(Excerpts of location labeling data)
==================================================
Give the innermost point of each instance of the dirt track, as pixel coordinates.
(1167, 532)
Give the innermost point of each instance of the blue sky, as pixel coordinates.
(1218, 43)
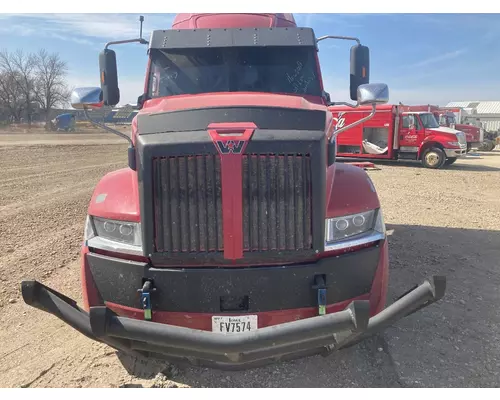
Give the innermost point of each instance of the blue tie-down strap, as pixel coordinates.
(146, 305)
(321, 301)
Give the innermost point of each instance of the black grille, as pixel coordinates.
(276, 203)
(188, 204)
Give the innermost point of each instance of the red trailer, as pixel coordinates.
(395, 134)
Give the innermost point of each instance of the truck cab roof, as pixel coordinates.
(200, 21)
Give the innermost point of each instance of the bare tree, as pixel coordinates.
(20, 67)
(11, 101)
(50, 88)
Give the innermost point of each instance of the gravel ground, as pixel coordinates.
(440, 222)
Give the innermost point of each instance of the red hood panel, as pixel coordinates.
(240, 99)
(116, 196)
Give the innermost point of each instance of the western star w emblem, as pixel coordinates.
(230, 146)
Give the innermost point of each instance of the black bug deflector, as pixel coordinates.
(317, 335)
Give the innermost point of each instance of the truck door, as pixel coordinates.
(409, 127)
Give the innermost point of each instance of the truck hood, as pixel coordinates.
(240, 99)
(444, 129)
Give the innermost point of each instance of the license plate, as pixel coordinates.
(239, 324)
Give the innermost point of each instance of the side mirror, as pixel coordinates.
(360, 68)
(88, 97)
(372, 93)
(109, 77)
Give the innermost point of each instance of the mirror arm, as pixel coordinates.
(344, 128)
(141, 41)
(98, 124)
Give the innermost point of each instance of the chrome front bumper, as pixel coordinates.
(455, 153)
(317, 335)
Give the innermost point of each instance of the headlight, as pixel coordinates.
(354, 226)
(128, 233)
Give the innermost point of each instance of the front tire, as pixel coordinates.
(433, 158)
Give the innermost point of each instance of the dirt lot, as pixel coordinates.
(440, 222)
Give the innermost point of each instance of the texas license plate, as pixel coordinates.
(239, 324)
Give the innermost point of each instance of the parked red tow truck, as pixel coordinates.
(393, 133)
(233, 239)
(454, 118)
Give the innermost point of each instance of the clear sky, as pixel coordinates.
(424, 58)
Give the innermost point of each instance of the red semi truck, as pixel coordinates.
(233, 238)
(395, 134)
(454, 118)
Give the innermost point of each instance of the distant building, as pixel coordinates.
(488, 112)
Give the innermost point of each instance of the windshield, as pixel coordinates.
(289, 70)
(428, 120)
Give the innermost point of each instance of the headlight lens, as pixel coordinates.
(116, 231)
(348, 226)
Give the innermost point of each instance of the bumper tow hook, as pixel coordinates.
(320, 286)
(146, 291)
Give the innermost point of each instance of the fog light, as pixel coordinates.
(342, 224)
(358, 220)
(109, 226)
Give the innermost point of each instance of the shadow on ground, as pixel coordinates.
==================================================
OBJECTIVE: Write the records out once more, exactly as they appear, with no pictures.

WRITTEN SOLUTION:
Give the innermost point of each instance of the dirt track, as pixel coordinates.
(1167, 532)
Give the innermost point of each instance of the blue sky, as pixel coordinates.
(1218, 43)
Give the innermost point of each instance of the blue tie-down strap, as pixel coordinates.
(146, 305)
(321, 301)
Give the innermost point of each instance of the black grille, as pixel coordinates.
(276, 203)
(188, 204)
Give the innermost point of each instance of the red trailer, as pixel coordinates.
(395, 134)
Give the innermost point of each instance of the truck cab roof, as pixel coordinates.
(200, 21)
Give the innermost point of each instance of the bare tree, as pixel coordinates.
(20, 67)
(11, 101)
(50, 88)
Give the innermost point of each instance of the gravel ground, as pixel coordinates.
(440, 222)
Give the innermost point of each instance of the red hood panel, as pixel coordinates.
(240, 99)
(116, 196)
Give the innermost point of each instance of the western star w emblem, as pixel coordinates.
(230, 146)
Give the innermost point of each instance of the black bug deflector, as pixel coordinates.
(317, 335)
Give the innermost point of each instance of the truck door, as pixel coordinates.
(409, 127)
Give the innermost point of each instance of the truck hood, as pixel coordinates.
(240, 99)
(444, 129)
Give the innermost point of each instance of the license plate, as pixel coordinates.
(239, 324)
Give the innermost point of each instance of the side mirror, as pixel coordinates.
(360, 68)
(88, 97)
(372, 93)
(109, 77)
Give the innermost point of each instance of the mirror arm, as pixel coordinates.
(344, 128)
(141, 41)
(98, 124)
Give the innermost point of each instance of the chrome front bumper, as pixel coordinates.
(455, 153)
(317, 335)
Give the innermost point of each instance of the headlight, as pixel coordinates.
(354, 226)
(128, 233)
Give the innermost point of each instance of the front tire, as pixel coordinates.
(433, 158)
Give the innermost point of each instance of the dirt lot, as pixel coordinates.
(440, 222)
Give the innermost point of each instance of the texas license plate, as pixel coordinates.
(239, 324)
Give the innermost point of each instance of the parked red tow truck, as pixel coordinates.
(393, 133)
(233, 239)
(454, 118)
Give the innermost point of each instance of the clear sky, as pixel coordinates.
(424, 58)
Give the innermost point of each instance of the red semi truck, as pixel coordinates.
(233, 238)
(395, 134)
(454, 118)
Give the innermost point of each instance of the distant building, as pixel coordinates.
(488, 112)
Give the innermost point of each instance of the windshield, as pixel coordinates.
(289, 70)
(428, 120)
Give the innermost point of each instance of the headlight lens, as pixel coordinates.
(116, 231)
(348, 226)
Give the innermost point of each instance of the bumper tow hook, as pixel coordinates.
(320, 286)
(146, 291)
Give the innermost point of each instance of the fog light, as pixel coordinates.
(342, 224)
(358, 220)
(109, 226)
Give the innermost point of each instance of the shadow on ground, as pixel coordinates.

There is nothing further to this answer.